▶ _Task details_: Which lines in the records below contain the word "printed"? Return each of them.
[Supplied entries Boundary: Start]
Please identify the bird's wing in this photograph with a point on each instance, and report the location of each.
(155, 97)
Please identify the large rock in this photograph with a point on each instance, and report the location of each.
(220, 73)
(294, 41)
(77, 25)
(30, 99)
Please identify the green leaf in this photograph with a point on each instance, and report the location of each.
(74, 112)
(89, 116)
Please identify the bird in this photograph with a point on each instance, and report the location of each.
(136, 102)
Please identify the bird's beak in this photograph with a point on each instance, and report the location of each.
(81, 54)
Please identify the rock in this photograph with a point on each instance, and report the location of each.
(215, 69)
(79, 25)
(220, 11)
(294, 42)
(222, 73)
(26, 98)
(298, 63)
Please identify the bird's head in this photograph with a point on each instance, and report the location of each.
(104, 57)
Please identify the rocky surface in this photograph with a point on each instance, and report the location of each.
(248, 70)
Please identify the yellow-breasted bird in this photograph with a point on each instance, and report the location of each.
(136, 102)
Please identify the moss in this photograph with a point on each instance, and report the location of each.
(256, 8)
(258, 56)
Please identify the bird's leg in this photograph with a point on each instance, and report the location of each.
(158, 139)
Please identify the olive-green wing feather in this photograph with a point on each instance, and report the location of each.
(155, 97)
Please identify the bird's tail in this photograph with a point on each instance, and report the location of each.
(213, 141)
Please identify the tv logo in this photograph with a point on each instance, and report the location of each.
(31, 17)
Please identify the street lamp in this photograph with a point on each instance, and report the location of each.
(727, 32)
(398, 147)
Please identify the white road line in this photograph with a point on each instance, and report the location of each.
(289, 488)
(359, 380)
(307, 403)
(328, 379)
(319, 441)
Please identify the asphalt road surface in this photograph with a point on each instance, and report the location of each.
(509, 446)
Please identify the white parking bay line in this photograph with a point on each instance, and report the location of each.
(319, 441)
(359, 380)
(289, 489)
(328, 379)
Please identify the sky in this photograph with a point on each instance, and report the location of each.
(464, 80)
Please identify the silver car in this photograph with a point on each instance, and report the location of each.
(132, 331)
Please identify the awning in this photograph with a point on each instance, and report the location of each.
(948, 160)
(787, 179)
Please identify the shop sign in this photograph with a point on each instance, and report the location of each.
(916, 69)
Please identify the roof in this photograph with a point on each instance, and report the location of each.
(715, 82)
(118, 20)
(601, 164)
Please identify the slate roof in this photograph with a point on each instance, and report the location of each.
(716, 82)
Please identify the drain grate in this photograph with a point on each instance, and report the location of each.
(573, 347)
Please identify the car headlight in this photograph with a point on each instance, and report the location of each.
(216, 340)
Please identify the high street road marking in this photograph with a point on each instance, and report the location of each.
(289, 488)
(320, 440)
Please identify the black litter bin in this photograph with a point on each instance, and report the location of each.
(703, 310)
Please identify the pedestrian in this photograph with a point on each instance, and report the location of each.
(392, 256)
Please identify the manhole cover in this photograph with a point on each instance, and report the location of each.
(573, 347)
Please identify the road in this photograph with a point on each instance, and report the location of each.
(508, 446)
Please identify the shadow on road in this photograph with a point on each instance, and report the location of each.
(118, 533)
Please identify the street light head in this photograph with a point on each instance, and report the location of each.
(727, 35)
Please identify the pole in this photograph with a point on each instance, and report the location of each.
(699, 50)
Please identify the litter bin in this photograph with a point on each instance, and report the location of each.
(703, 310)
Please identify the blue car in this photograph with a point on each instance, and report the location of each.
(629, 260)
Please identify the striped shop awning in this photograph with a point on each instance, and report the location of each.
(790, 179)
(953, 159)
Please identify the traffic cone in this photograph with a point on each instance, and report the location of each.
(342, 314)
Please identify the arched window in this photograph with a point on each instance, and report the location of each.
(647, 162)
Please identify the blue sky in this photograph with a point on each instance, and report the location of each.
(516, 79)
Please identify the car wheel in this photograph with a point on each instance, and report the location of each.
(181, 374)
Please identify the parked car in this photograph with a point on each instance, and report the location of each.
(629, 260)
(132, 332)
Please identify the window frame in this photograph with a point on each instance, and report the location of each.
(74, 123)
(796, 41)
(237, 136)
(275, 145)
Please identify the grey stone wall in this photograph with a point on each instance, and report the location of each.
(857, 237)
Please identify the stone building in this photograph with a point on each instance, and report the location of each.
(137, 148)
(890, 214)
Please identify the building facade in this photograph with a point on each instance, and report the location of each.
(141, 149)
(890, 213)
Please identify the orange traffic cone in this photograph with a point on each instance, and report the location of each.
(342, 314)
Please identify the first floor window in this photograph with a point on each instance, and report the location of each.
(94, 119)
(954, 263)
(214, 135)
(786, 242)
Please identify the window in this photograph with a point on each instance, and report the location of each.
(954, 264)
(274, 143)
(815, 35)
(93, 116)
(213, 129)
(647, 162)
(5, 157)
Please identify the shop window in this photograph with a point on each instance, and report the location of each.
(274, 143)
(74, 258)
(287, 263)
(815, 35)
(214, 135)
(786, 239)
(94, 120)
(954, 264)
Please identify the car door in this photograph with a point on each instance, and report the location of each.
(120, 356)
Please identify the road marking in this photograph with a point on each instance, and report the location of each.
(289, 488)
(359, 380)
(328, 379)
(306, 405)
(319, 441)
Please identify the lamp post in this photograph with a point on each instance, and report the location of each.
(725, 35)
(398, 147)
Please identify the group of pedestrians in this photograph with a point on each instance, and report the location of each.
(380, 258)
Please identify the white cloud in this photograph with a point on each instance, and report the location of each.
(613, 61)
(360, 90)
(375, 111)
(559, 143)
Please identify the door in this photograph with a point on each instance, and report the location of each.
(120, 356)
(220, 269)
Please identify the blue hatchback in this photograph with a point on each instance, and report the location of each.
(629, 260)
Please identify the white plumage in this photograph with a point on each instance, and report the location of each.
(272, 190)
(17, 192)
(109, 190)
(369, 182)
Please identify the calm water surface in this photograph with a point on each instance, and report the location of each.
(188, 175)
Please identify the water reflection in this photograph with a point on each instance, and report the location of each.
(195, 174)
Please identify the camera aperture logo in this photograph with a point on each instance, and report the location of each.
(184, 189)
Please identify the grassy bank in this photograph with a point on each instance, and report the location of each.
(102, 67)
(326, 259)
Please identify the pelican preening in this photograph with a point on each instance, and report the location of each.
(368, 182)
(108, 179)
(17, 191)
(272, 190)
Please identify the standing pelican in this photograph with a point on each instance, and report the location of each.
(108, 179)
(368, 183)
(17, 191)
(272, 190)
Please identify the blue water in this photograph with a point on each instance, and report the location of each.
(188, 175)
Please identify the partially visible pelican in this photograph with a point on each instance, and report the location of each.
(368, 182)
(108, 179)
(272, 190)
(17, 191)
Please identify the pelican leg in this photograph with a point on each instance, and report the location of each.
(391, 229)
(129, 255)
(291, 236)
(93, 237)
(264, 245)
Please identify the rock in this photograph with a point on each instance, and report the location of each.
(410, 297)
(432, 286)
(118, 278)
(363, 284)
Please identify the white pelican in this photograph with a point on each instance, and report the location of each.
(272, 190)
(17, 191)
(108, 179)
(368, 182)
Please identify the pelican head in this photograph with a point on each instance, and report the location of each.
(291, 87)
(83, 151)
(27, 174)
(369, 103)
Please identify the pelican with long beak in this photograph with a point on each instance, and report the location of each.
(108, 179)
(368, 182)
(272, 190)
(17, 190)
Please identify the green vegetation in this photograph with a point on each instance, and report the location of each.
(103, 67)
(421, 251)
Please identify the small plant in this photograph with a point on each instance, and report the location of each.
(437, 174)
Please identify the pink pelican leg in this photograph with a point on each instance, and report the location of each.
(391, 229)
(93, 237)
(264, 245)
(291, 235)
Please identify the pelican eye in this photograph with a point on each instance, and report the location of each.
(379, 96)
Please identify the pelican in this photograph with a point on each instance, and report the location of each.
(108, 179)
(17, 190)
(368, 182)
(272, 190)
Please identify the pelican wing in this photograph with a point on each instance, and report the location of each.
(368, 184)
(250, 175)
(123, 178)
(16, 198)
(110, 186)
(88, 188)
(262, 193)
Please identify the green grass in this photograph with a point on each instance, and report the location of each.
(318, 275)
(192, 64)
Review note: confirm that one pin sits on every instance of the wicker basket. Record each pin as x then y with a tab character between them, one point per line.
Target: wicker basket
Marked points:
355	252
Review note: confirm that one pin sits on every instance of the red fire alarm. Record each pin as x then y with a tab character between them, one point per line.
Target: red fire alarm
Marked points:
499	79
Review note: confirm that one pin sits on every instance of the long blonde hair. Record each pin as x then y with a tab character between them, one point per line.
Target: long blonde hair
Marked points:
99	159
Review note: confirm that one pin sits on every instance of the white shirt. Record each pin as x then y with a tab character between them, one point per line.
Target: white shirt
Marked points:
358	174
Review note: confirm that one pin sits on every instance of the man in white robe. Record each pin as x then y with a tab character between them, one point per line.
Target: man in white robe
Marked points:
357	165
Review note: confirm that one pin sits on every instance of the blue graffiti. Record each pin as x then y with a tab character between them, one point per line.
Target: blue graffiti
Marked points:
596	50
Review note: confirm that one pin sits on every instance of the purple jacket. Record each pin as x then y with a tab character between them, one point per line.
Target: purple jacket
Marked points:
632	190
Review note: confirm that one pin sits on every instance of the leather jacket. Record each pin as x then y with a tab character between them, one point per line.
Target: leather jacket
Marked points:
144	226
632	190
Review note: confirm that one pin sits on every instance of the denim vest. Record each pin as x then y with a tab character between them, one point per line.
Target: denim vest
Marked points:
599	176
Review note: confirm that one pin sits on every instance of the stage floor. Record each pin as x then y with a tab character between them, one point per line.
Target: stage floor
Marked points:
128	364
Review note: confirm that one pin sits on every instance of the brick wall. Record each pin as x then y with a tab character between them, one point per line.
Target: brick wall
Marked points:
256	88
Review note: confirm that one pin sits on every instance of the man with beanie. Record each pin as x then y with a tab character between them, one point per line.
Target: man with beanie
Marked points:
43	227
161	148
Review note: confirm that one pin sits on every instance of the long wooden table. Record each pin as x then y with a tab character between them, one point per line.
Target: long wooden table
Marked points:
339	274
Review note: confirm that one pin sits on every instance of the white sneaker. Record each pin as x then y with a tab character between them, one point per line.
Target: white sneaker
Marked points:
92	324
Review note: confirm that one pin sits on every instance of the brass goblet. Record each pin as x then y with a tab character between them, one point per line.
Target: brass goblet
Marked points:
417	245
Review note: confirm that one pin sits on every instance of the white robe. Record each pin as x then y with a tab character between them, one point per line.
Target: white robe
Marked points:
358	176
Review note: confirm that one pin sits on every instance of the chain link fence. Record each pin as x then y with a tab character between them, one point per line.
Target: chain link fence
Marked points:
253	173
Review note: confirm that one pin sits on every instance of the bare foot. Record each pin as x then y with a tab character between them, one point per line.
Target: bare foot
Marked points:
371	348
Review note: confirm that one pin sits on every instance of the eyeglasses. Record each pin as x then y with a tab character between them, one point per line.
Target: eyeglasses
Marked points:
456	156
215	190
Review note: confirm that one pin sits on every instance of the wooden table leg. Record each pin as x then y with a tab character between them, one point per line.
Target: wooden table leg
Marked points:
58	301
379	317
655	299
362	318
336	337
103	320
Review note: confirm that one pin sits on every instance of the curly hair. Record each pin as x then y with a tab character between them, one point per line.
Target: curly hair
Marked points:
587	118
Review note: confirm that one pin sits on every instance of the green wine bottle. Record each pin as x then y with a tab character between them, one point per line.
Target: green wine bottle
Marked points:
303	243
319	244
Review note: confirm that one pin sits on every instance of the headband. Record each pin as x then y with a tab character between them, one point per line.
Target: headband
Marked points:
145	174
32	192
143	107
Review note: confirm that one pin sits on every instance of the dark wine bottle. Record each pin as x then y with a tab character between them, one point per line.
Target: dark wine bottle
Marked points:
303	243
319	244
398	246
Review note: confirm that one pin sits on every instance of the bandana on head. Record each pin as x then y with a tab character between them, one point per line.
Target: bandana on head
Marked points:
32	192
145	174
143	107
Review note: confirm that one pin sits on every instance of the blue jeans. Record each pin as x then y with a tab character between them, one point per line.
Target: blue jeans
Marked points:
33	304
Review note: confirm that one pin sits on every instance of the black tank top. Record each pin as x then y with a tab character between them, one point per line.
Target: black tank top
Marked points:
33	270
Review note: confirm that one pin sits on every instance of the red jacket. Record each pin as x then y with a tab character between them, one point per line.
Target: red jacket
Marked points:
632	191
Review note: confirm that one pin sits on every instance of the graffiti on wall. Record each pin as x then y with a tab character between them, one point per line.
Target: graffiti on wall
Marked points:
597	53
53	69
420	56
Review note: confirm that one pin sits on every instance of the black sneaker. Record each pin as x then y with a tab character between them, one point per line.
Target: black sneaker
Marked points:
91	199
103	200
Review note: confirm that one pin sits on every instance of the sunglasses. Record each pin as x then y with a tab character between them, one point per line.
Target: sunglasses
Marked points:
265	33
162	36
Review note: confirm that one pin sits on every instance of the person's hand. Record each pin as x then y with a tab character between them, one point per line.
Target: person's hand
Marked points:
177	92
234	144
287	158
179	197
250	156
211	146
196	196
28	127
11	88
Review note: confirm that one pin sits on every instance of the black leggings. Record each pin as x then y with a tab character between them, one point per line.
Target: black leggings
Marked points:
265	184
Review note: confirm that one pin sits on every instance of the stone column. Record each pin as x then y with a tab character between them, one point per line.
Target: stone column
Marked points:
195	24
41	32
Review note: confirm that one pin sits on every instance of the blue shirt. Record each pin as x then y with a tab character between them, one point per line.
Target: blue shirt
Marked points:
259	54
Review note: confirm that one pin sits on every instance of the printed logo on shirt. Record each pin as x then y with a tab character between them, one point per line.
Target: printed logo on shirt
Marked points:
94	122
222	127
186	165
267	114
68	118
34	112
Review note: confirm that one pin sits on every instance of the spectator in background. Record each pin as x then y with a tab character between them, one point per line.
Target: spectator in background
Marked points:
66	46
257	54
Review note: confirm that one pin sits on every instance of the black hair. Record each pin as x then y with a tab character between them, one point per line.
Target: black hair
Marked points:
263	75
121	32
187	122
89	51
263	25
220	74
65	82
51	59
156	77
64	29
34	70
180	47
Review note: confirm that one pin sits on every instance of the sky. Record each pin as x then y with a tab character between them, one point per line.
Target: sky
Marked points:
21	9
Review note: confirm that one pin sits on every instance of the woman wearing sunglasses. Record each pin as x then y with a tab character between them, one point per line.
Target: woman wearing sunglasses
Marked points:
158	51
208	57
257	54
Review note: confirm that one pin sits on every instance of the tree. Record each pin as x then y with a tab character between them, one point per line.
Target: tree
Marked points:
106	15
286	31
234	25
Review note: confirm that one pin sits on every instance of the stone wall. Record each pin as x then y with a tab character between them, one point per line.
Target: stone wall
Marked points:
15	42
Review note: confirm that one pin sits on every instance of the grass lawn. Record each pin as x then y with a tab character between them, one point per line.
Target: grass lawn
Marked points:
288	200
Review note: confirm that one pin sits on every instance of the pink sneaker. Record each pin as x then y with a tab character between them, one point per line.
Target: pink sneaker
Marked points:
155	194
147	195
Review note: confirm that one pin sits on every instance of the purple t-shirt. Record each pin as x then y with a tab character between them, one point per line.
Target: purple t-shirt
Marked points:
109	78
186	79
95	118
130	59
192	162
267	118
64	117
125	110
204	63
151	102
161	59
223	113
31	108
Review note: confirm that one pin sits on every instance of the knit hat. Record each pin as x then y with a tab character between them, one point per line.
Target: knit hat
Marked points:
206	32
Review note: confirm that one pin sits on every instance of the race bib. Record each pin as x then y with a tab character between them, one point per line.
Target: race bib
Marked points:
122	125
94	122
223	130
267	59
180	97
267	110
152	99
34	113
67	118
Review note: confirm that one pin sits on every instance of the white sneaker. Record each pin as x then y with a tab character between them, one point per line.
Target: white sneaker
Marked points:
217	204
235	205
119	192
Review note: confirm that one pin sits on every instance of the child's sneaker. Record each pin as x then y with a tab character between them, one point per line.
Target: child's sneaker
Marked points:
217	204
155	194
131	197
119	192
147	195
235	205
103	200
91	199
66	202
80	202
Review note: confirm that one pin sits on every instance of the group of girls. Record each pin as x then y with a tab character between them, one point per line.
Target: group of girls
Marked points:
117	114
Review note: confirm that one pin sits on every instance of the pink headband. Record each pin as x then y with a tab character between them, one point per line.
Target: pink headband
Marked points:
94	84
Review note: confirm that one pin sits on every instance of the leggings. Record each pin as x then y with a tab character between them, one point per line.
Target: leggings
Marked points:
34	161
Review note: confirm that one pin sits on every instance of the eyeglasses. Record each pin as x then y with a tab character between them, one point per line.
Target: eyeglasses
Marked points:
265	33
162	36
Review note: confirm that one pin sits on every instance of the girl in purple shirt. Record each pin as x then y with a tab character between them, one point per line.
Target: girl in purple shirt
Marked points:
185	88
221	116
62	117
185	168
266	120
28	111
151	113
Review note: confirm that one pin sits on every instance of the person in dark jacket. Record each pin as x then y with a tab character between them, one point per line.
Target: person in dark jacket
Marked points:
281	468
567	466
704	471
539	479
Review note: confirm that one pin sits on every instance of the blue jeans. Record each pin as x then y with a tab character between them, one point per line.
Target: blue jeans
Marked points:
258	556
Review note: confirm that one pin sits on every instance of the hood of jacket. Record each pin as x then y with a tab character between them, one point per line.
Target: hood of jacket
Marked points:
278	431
[Supplied entries Boundary: End]
▶ _Exercise solution_:
Review note: confirm that one pin sits on every instance of the printed logo on shirt. Record each pin as x then y with a tab character between them, one point per line.
Target: printed logo on shirt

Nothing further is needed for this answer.